--- Exercise ---
A single stretch of the material below is to be transcribed exactly, starting at the line with "column 355, row 63" and ending after the line with "column 539, row 328".

--- Provided entries ---
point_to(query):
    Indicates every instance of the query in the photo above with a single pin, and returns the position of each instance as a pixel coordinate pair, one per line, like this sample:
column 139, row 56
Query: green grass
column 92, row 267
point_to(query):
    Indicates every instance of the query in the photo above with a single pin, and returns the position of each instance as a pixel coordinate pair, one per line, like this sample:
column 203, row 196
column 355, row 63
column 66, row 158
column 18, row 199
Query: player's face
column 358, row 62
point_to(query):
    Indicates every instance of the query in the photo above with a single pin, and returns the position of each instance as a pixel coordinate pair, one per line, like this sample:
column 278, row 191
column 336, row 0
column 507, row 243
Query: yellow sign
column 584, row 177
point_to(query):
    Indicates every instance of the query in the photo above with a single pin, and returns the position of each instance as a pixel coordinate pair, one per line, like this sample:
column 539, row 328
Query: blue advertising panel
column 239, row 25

---

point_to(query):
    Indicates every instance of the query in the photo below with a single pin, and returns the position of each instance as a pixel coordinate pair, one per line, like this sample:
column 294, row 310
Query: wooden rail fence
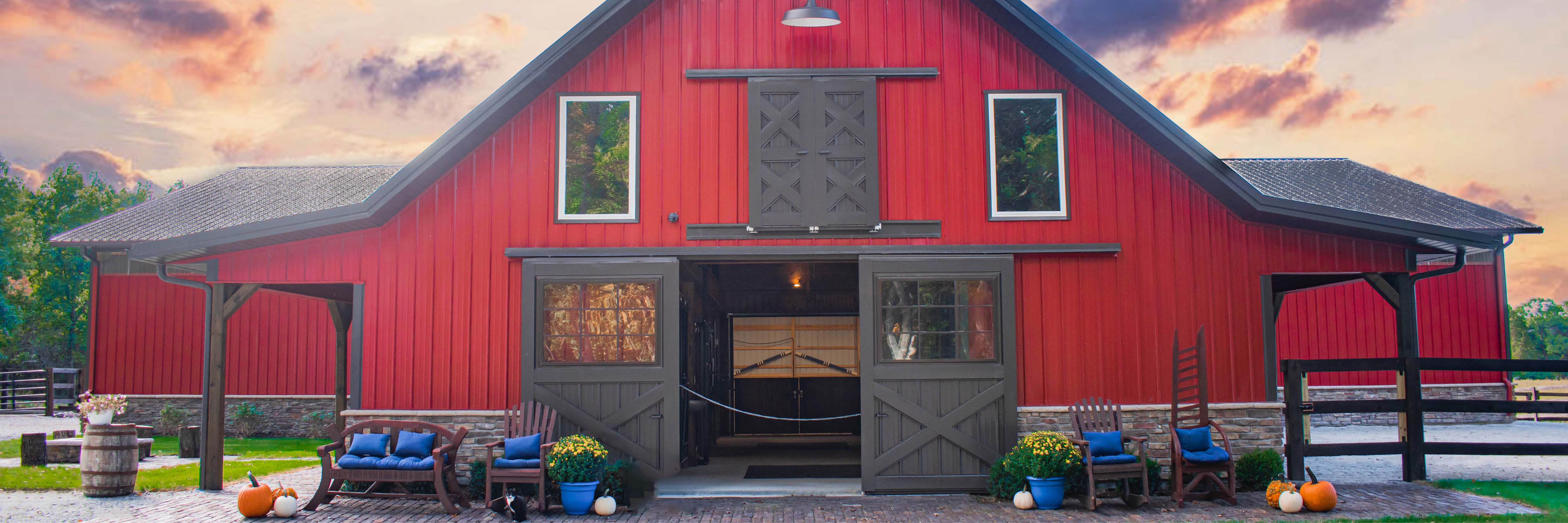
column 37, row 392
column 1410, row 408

...

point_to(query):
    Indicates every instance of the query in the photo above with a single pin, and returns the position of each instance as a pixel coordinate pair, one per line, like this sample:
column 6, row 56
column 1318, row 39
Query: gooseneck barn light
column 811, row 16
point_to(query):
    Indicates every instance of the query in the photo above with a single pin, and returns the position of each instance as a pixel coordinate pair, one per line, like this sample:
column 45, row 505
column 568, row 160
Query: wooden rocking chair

--- Answer section ---
column 355, row 63
column 66, row 158
column 18, row 199
Query: player's face
column 358, row 62
point_to(query):
    Indicates every instance of the query in the photo above with a single pin, and returns the position of each instance as a pixel coordinate pair, one per line, like this sample:
column 278, row 191
column 336, row 0
column 507, row 243
Query: yellow sign
column 584, row 177
point_to(query):
    Indicates every instance of the query in the photo above with a single pin, and returns the position of each instance as a pixel coordinate pair, one per line, like this sample:
column 539, row 328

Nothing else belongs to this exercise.